> _提供テキスト_

●注目を浴びる日本版ERPパッケージ/ソリューション−SCAW

【導入事例:SCAW人事・財務・生産管理システム】
仕掛かり在庫の減少と業務改革の徹底で
経営効率化を図る−信濃電気−


■パラレルで動く2つの旧システムをSCAWシステムにリプレース


 信濃電気鰍ヘ、ロボット、工作機械、各種自動機器等に使用される制御モーター、半導体製造装置等に使用される高速スピンドルモーター、およびそれらの駆動装置の生産を行っている。特殊環境用モーターの中でも、塗装ロボット用耐圧防爆モーターの開発や生産は業界随一であり、国内や海外で高い評価を受けている。

 同社は2000年6月に、21世紀に向けて企業として躍進していくために、長期経営計画『リニューアル21』を策定した。その目的は、事業運営を円滑に、かつ確実に実現するためにルールを再構築すること、そして経営基盤として情報システムを構築し、価値創造型経営に転換することである。その計画の一環として同社では、ERPシステムの導入を検討することとなった。

> _提供エントリ_
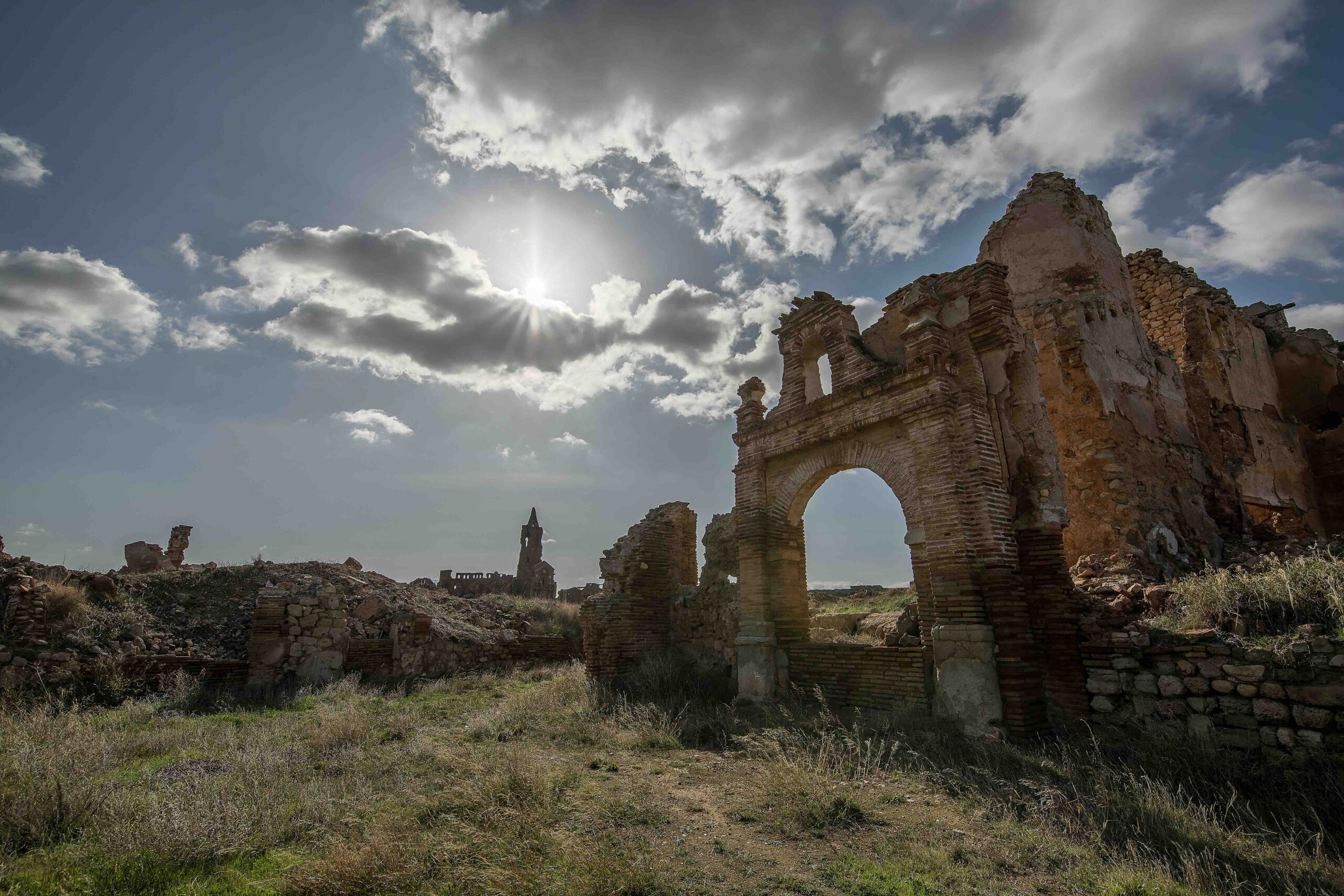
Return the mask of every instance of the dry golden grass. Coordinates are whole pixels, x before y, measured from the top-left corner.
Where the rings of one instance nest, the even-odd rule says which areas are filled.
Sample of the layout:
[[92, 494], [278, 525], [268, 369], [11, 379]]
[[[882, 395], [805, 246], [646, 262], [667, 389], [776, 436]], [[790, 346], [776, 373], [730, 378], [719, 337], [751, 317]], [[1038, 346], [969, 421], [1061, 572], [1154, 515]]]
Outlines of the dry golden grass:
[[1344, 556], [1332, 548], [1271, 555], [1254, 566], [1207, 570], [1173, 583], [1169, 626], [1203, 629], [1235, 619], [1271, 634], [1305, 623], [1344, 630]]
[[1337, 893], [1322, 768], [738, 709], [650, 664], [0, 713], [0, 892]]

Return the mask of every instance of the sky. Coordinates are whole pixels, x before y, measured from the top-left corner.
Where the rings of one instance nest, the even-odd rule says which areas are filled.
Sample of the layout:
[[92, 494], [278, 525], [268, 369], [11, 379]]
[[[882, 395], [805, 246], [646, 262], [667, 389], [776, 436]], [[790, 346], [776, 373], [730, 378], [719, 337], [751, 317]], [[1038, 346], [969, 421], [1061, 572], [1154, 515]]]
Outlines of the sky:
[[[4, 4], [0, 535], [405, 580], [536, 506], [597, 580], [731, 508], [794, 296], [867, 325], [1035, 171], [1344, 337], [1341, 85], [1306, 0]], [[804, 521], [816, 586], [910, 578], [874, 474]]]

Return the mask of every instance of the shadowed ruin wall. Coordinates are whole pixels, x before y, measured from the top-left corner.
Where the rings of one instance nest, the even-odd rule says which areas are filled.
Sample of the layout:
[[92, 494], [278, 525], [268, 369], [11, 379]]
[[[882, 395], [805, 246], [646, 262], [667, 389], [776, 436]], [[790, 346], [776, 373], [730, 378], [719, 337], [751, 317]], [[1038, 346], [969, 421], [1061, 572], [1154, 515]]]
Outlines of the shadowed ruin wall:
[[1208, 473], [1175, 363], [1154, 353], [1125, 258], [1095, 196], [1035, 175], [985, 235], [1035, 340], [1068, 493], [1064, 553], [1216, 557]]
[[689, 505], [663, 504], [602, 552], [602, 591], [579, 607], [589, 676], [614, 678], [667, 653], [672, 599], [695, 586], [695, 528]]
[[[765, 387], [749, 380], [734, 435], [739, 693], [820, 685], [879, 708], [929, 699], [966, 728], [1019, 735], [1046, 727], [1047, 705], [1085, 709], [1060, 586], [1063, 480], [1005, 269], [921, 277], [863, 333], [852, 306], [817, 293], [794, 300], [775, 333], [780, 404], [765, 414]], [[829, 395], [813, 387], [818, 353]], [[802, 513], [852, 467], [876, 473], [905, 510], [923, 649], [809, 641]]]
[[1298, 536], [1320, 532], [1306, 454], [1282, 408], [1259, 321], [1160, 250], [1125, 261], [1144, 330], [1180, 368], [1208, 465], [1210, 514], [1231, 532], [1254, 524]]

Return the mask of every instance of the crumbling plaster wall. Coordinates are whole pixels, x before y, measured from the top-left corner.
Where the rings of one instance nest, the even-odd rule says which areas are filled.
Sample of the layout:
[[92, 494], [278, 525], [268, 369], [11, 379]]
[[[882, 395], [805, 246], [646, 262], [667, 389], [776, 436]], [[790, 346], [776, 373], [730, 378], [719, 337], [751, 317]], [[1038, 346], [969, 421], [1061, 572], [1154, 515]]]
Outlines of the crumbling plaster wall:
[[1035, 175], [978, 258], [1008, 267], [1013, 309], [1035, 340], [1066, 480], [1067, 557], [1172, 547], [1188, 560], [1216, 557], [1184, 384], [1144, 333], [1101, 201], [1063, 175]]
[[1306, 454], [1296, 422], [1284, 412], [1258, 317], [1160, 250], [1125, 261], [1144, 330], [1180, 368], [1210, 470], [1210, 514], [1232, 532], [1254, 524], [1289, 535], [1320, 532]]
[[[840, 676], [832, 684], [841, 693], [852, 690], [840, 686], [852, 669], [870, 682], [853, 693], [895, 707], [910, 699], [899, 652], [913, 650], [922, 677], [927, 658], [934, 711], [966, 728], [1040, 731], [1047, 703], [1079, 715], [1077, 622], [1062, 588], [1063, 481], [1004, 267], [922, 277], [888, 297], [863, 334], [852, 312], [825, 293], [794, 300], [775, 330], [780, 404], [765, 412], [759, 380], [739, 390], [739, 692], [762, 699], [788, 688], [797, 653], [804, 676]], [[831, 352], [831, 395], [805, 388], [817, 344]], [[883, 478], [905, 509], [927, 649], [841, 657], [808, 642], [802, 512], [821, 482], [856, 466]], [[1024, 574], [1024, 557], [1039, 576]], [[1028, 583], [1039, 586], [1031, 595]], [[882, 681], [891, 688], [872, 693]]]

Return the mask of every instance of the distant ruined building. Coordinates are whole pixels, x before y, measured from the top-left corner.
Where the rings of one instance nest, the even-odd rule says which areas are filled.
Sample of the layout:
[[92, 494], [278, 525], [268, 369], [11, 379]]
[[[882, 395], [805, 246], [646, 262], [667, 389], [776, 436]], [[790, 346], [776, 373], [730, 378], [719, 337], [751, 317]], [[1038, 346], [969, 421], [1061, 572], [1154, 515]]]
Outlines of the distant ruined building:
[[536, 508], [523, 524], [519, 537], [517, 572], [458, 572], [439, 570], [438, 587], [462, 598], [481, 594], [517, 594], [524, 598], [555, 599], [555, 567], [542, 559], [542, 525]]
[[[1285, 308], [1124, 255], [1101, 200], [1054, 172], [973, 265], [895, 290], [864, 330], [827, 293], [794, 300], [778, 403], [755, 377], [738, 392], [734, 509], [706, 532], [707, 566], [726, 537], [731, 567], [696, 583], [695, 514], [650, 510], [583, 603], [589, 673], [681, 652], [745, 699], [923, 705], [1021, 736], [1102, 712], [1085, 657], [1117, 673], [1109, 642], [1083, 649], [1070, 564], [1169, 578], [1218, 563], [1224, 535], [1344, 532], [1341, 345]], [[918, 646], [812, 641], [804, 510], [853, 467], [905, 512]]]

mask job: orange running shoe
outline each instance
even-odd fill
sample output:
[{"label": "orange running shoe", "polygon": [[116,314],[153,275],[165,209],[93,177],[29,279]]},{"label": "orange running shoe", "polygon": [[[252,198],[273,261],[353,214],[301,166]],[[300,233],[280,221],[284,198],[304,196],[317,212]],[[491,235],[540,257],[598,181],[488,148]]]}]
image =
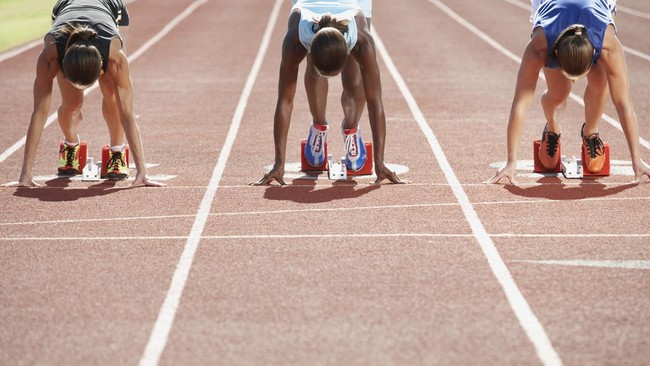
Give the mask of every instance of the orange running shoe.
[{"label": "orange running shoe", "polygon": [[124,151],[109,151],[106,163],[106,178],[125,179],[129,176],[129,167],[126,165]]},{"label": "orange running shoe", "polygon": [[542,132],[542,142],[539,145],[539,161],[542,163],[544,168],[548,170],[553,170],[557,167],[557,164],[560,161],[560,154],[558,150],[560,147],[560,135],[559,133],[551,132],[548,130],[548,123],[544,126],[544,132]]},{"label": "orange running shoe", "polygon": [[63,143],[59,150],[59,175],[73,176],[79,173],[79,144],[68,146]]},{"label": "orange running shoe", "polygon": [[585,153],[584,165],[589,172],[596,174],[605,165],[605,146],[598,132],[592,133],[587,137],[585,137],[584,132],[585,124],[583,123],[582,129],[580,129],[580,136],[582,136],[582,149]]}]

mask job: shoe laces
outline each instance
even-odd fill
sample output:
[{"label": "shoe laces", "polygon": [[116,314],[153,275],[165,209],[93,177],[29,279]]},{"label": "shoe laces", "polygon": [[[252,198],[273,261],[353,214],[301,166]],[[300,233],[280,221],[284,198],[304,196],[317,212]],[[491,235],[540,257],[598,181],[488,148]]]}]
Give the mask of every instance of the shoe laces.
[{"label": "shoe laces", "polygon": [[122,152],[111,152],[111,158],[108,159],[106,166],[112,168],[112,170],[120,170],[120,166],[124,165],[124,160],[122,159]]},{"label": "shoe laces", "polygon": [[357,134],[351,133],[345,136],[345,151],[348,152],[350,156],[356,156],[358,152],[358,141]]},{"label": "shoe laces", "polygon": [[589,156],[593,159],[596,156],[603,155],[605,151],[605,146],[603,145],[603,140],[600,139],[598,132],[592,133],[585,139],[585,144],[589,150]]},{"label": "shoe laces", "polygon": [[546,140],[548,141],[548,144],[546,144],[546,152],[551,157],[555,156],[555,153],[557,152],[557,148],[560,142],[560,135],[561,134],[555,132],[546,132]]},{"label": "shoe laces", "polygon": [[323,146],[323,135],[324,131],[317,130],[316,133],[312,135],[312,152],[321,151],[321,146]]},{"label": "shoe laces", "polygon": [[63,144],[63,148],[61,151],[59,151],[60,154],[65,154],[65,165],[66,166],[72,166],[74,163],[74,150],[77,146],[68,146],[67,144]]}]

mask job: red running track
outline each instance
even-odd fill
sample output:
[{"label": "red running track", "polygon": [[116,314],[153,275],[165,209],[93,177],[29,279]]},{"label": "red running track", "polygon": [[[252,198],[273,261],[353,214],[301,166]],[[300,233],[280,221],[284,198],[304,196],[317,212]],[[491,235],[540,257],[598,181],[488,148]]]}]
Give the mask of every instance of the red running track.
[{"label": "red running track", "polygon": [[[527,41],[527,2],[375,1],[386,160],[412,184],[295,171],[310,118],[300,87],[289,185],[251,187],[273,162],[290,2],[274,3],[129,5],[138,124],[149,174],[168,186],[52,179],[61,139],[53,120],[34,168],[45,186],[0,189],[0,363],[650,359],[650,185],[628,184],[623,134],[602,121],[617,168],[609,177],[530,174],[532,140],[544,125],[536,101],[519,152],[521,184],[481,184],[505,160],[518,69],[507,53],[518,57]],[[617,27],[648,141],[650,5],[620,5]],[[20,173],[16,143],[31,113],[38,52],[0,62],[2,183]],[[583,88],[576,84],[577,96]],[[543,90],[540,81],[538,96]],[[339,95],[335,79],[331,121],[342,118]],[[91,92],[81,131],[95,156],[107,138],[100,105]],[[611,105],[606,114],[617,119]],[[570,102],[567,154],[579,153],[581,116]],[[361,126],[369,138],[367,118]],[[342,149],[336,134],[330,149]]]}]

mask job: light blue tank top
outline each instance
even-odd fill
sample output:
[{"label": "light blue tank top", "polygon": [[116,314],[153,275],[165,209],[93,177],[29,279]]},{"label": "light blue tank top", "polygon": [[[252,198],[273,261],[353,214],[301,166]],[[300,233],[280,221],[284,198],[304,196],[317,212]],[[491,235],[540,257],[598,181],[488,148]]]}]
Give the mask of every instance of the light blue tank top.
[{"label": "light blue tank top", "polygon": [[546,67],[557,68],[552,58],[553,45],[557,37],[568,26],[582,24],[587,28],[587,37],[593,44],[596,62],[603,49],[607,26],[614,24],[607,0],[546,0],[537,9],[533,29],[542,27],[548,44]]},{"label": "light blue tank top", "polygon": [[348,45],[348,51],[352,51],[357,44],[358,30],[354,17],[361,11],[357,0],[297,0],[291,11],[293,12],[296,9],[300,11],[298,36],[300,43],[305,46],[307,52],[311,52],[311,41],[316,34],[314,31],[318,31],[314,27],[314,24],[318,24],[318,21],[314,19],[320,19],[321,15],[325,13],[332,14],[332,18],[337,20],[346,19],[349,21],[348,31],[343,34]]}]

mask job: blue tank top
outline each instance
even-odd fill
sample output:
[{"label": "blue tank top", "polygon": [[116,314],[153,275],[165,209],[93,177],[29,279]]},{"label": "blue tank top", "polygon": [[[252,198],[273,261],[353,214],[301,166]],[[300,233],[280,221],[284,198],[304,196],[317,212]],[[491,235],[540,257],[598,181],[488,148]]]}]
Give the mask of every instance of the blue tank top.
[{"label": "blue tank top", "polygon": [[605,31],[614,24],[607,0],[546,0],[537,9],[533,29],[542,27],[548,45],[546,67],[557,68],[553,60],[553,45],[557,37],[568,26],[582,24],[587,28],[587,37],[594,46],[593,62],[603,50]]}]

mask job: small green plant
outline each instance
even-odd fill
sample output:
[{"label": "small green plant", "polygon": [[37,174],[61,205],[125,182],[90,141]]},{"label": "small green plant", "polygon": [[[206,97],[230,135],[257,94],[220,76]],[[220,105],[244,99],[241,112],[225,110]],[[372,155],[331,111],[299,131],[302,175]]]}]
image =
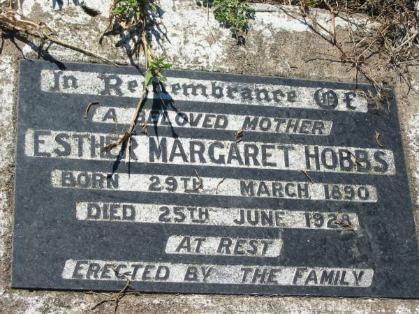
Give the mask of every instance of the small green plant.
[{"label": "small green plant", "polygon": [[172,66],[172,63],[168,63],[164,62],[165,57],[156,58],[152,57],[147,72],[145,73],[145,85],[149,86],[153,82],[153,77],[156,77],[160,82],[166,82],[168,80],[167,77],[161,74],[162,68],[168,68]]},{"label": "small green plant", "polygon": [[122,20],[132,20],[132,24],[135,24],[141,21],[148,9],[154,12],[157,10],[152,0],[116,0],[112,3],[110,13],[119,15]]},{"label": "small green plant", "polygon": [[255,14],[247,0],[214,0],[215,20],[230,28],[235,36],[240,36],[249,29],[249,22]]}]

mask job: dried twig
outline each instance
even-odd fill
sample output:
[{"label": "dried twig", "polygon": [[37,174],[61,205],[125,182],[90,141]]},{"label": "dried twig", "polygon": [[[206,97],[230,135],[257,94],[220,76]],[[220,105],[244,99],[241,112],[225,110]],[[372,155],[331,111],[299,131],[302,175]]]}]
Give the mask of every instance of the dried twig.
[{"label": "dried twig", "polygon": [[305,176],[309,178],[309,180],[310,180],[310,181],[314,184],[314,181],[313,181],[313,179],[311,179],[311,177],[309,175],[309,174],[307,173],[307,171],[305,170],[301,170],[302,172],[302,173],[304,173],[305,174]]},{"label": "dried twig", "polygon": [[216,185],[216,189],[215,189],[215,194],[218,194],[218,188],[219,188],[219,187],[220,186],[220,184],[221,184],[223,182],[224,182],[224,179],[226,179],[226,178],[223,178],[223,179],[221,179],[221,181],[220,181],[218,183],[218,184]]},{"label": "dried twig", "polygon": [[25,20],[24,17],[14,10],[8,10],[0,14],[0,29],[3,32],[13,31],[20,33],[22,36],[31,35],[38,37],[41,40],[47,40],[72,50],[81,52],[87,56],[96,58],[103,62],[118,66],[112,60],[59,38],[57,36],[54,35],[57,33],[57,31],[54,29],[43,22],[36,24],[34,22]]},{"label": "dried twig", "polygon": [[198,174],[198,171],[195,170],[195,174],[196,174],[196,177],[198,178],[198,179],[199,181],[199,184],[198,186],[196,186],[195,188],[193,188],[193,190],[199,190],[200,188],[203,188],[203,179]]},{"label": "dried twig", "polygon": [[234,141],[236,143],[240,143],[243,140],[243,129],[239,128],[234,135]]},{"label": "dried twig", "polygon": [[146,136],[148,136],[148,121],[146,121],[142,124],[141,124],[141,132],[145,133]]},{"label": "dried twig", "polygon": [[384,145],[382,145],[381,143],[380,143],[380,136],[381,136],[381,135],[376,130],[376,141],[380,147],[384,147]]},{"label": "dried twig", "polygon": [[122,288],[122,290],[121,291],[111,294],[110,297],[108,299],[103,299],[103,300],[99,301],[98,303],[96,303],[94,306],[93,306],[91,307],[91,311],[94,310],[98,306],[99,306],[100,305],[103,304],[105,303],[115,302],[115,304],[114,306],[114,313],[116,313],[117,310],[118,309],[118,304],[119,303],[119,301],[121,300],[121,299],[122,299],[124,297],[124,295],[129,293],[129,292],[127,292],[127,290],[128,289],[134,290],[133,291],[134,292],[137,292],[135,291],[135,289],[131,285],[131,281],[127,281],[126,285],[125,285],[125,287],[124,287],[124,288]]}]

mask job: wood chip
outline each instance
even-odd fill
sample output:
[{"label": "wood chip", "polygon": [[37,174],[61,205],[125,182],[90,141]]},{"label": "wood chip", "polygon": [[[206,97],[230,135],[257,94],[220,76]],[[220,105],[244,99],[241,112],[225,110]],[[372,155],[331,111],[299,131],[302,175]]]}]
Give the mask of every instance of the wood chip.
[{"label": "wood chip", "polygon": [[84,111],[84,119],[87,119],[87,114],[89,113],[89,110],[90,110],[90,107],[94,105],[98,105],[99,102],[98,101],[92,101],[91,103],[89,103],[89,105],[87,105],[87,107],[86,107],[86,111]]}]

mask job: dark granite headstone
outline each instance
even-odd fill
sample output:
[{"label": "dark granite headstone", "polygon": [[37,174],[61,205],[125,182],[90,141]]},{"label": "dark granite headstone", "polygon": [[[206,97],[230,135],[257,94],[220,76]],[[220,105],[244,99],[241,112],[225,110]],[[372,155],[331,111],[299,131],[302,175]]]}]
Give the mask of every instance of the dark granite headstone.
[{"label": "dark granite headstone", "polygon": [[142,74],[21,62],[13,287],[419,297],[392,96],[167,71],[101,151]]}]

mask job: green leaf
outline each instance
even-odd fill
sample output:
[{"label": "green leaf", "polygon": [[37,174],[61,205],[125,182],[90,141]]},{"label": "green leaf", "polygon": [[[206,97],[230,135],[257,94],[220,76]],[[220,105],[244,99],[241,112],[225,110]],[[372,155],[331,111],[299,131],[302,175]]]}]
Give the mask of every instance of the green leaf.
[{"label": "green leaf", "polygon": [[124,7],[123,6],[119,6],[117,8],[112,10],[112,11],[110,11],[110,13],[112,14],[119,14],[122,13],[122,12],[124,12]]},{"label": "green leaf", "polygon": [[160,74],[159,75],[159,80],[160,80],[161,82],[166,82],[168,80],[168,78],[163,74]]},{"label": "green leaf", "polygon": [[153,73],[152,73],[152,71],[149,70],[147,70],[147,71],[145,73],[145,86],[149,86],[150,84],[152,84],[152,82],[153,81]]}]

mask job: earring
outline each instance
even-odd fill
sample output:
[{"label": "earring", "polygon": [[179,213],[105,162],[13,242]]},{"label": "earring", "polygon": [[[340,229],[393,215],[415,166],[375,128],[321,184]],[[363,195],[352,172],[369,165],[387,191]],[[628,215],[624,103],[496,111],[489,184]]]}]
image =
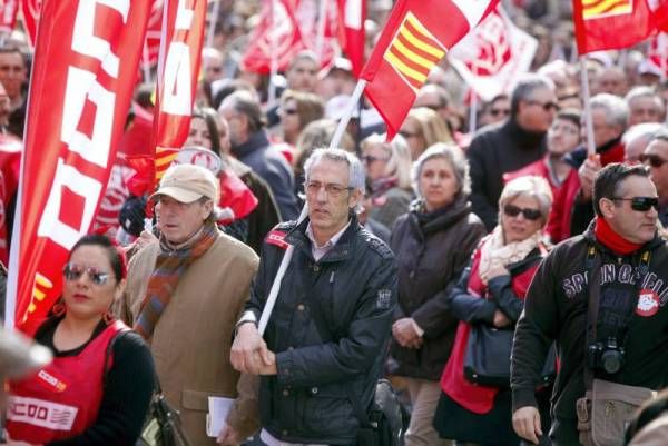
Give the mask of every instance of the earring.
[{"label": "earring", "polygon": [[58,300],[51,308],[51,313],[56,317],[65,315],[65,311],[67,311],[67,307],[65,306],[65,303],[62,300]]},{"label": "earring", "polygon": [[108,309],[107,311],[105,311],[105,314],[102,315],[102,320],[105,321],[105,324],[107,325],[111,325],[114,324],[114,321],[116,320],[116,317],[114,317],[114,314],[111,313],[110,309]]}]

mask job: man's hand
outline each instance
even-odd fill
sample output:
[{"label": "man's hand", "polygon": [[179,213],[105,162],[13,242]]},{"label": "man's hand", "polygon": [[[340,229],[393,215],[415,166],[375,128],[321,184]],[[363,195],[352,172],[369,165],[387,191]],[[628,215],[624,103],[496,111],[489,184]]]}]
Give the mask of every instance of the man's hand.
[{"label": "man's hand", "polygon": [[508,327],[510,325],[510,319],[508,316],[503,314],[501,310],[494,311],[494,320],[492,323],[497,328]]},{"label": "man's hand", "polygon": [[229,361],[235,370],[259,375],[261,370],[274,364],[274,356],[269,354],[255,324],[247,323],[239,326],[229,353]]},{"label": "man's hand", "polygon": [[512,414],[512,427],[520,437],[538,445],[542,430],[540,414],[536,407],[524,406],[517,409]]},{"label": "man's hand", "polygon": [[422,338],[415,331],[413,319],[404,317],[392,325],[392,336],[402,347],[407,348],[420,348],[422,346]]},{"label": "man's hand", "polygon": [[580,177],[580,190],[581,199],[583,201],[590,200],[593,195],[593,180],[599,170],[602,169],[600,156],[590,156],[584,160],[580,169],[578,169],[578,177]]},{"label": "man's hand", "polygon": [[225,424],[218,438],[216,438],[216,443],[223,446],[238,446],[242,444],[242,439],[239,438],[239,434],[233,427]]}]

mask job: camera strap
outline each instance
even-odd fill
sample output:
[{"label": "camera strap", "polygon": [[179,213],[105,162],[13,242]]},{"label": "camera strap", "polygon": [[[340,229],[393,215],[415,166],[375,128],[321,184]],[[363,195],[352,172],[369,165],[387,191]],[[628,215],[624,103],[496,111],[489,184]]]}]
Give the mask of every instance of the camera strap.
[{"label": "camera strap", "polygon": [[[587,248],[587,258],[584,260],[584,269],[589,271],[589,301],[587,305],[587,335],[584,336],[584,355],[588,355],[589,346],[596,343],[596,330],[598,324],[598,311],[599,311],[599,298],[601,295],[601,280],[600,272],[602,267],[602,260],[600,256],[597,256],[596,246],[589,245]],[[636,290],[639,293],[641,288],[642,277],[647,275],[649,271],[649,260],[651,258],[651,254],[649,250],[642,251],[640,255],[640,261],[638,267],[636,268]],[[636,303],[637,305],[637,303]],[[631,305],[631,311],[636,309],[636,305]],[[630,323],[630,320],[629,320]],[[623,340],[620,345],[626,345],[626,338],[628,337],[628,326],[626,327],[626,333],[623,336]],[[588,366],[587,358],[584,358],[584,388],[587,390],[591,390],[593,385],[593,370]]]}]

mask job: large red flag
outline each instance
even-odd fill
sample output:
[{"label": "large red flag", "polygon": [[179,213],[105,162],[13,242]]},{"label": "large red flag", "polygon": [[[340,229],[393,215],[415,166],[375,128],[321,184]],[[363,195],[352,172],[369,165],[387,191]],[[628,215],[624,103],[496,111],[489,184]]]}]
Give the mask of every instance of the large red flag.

> _必要な作業_
提供テキストの全文を、一字一句変えずに書き写すこと。 エントリは使用しない。

> _解答全文_
●注目を浴びる日本版ERPパッケージ/ソリューション−SCAW

【導入事例:SCAW人事・財務・生産管理システム】
仕掛かり在庫の減少と業務改革の徹底で
経営効率化を図る−信濃電気−


■パラレルで動く2つの旧システムをSCAWシステムにリプレース


 信濃電気鰍ヘ、ロボット、工作機械、各種自動機器等に使用される制御モーター、半導体製造装置等に使用される高速スピンドルモーター、およびそれらの駆動装置の生産を行っている。特殊環境用モーターの中でも、塗装ロボット用耐圧防爆モーターの開発や生産は業界随一であり、国内や海外で高い評価を受けている。

 同社は2000年6月に、21世紀に向けて企業として躍進していくために、長期経営計画『リニューアル21』を策定した。その目的は、事業運営を円滑に、かつ確実に実現するためにルールを再構築すること、そして経営基盤として情報システムを構築し、価値創造型経営に転換することである。その計画の一環として同社では、ERPシステムの導入を検討することとなった。